Leaving the pictures aside, return all of the data below exactly.
== Task inputs
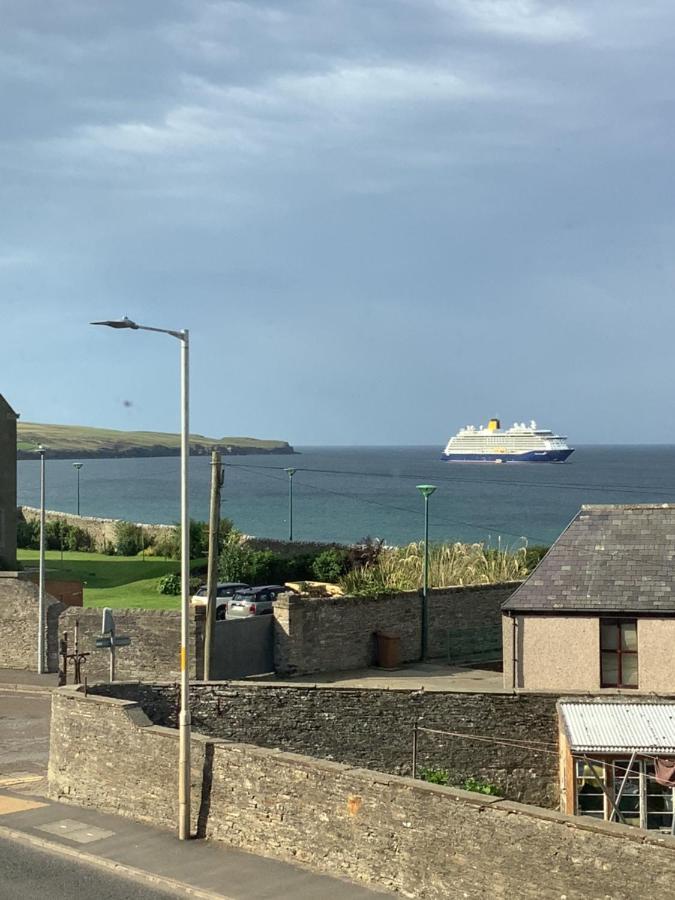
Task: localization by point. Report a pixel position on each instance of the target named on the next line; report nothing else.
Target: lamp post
(77, 467)
(184, 717)
(291, 473)
(426, 490)
(41, 577)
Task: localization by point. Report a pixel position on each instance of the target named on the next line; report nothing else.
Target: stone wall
(154, 652)
(405, 836)
(19, 624)
(374, 728)
(324, 634)
(243, 647)
(102, 531)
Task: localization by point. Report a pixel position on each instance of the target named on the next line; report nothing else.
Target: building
(617, 760)
(598, 612)
(7, 485)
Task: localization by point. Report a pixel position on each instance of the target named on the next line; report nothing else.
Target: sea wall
(398, 834)
(374, 728)
(102, 531)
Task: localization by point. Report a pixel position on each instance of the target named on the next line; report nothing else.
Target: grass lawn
(116, 581)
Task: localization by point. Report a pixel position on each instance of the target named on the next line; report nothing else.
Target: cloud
(533, 20)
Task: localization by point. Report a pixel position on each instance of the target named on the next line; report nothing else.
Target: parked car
(255, 601)
(225, 590)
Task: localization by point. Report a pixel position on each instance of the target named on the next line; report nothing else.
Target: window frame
(619, 652)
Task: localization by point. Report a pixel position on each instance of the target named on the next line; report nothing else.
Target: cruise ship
(520, 443)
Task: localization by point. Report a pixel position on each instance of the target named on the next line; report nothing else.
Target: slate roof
(610, 558)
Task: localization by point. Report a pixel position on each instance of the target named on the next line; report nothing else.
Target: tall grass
(401, 568)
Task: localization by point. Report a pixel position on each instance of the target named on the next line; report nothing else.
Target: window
(643, 803)
(618, 653)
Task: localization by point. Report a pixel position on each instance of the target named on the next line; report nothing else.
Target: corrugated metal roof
(609, 727)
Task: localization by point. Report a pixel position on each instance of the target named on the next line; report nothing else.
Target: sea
(348, 493)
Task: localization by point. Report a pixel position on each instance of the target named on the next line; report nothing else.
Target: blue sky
(379, 219)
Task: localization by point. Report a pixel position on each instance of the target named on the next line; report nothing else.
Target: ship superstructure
(520, 443)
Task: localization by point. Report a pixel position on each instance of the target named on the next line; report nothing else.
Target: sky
(379, 219)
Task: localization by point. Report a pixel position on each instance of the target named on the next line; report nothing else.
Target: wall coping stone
(481, 801)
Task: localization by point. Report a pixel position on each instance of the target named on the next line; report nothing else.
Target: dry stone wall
(19, 624)
(374, 728)
(154, 651)
(405, 836)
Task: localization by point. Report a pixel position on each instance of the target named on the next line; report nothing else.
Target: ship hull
(527, 456)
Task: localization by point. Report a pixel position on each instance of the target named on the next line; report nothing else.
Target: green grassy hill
(70, 441)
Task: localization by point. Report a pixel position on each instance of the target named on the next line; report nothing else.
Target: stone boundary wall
(19, 624)
(325, 634)
(154, 651)
(405, 836)
(373, 728)
(102, 531)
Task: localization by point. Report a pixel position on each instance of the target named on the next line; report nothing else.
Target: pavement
(150, 856)
(429, 676)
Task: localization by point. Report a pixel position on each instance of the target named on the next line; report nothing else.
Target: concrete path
(150, 856)
(430, 676)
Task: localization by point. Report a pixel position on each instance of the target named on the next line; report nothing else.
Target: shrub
(168, 542)
(400, 568)
(479, 786)
(434, 776)
(169, 584)
(234, 557)
(127, 539)
(330, 564)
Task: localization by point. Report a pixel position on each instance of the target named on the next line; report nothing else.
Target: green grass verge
(116, 581)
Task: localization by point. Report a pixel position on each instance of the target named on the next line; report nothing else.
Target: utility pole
(41, 580)
(217, 474)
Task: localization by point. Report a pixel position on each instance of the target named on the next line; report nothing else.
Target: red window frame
(619, 652)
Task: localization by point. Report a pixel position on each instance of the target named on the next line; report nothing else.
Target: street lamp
(184, 718)
(41, 577)
(77, 467)
(426, 490)
(291, 473)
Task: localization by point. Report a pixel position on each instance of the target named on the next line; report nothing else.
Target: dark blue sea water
(346, 493)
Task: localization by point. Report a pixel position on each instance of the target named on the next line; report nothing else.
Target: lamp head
(124, 322)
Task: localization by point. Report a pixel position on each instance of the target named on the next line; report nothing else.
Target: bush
(234, 557)
(168, 542)
(127, 539)
(28, 535)
(479, 786)
(330, 564)
(434, 776)
(169, 584)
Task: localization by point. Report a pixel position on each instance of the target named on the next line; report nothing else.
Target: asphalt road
(24, 732)
(30, 874)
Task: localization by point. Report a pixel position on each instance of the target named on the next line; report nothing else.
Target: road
(27, 874)
(24, 726)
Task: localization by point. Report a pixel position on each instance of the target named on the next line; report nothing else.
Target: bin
(388, 650)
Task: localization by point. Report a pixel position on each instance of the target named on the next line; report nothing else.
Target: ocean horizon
(345, 493)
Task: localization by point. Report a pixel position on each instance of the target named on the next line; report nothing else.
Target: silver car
(257, 601)
(225, 590)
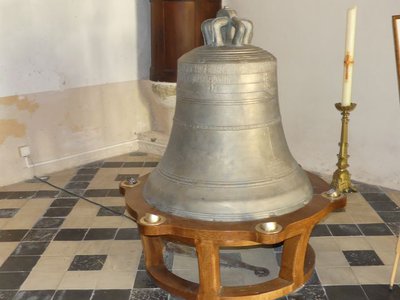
====
**Task output:**
Task: localization by point. Report a pixel position on each instance of the target named on the next line; report nothing else.
Target: lamp post
(77, 467)
(184, 717)
(291, 473)
(426, 490)
(41, 577)
Task: localization by point. Report a pixel position on each instance of the target named on the next line; report nothing else.
Target: stone wall
(154, 652)
(405, 836)
(19, 624)
(374, 728)
(324, 634)
(243, 647)
(102, 531)
Task: localization by point. Report a pixel position on each instance of the target named on the next line; report nothing else.
Target: building
(617, 760)
(598, 612)
(7, 485)
Task: localization by point. Report a pixel position on each instance of the target named on the next line; report nothing else.
Target: sea wall
(398, 834)
(374, 728)
(102, 531)
Task: localization by point. Report a pixel position on each instance of the target named on the next line; report nothing else.
Target: grass lawn
(116, 581)
Task: localization by point. Report a pixel position on each instance of the target named on the next line; report nothing else.
Target: cloud
(533, 20)
Task: localization by point. Report a pixel position on each instance of the target named on the next line; report nothing else.
Target: parked car
(255, 601)
(225, 590)
Task: localization by point. Report a pixel position on each instance of the target named on the next line; report nothing else.
Target: window frame
(619, 652)
Task: localization by point. Report a pixel position on each instance of the target named on the next line; report nothing else.
Target: cruise ship
(520, 443)
Task: localization by point. Report a pixel position on each instance of the target named on the next line; report nothing else.
Target: slate roof
(610, 558)
Task: localization by point. Report a pixel position on each instance of the target named on the next line; report nothing else.
Target: tall grass
(401, 568)
Task: localization by point. Report a pixel position on each instance of the target named on the next line; report nothing else.
Target: window
(643, 803)
(618, 653)
Task: localization by point. Report a pixel position on each instance of the target named on the next line; report nothing else.
Target: corrugated metal roof
(609, 727)
Task: localization by point. Report a pixel position on each instance of the target named on the next line; report nothing else.
Target: sea
(348, 493)
Task: localization by point. Report a pixel position on each instance of the target named on the next line; report nothing else.
Target: blue sky
(379, 219)
Task: localization by point. Report a pixel position on each instance of the target named on the next line; report nothing else.
Target: ship superstructure
(520, 443)
Task: localization by point. Report a pixel position on each instance of the target named on the next line; report nothing else.
Target: sky
(379, 219)
Task: localization by point. Report a pixel position on each instance of the target named on the next line; report nothing else.
Target: wall coping stone
(481, 801)
Task: localization by point. Report a pixel position on each instance of the target named on the next line; report nothing else.
Target: dry stone wall
(19, 624)
(374, 728)
(154, 651)
(405, 836)
Task: localization by point. Report a pixel position on each instance of the target named on the next line; report nothing else.
Target: ship hull
(527, 456)
Task: localization by point. Report a pixel position on each instance of the target named on the next line; report nothing else.
Target: green grassy hill
(70, 441)
Task: localization by point. Report a pixel position on each instance of the target named on the next line; report nothing else.
Target: stone boundary wall
(19, 624)
(325, 634)
(154, 651)
(405, 836)
(373, 728)
(102, 531)
Task: localization by point. Report a pixel position on each instance of the target named on the next line; report nothing else.
Target: pavement
(150, 856)
(429, 676)
Task: localization by point. Report a pixel position on each instance of the target named on the next line; report nothing else.
Target: concrete path
(150, 856)
(430, 676)
Task: localization by point. Report a pixel position on each instance of the target named on the next line; report nothing else.
Target: shrub
(168, 542)
(400, 568)
(479, 786)
(434, 776)
(169, 584)
(234, 557)
(127, 539)
(330, 564)
Task: localization by point. Report a pixel position on each instance of the target named on the next line; report nothing else.
Target: green grass verge
(116, 581)
Task: localization by point. Report a pixel position on each instance of the target named on the next line; report nothing else.
Target: utility pole
(41, 580)
(217, 474)
Task: localization by point. Report a pixel position on each instance of the target named on the next line; report nothing else.
Target: red window frame
(619, 652)
Task: localization by point. Report a pixel position on each instance of the target named on the next line; report nothing else.
Target: street lamp
(184, 718)
(41, 577)
(77, 467)
(426, 490)
(291, 473)
Task: localization by point. Report a pixel position on each instance of the target named on the next line; report nothing else.
Target: dark blue sea water
(346, 493)
Task: localization by point. Report a pixel position on each instance of the target named on the next line; report nothing else.
Target: lamp head
(124, 322)
Task: localization by point. Report a pixel position on each instance of the target named on the next line; report nothing else.
Target: bush
(234, 557)
(168, 542)
(127, 539)
(28, 535)
(479, 786)
(330, 564)
(434, 776)
(169, 584)
Task: localization by point. Report a pixel position on each instance of the target named on the next line; report nothing else.
Target: asphalt road
(24, 732)
(30, 874)
Task: localization by point. Report a pixel position on each instance of the target named on the next line; report nothing else.
Target: road
(27, 874)
(24, 726)
Task: localization by point. Report a pixel position on each instance of the target named on the next line; report nothing else.
Target: bin
(388, 650)
Task: localization by point. Report a pixel position on each instance of the target named on the next line; report nothing else.
Target: ocean horizon
(345, 493)
Task: localization by point. Report a pixel position on each instance of the target named on the next line; report nothing else.
Target: silver car
(257, 601)
(225, 590)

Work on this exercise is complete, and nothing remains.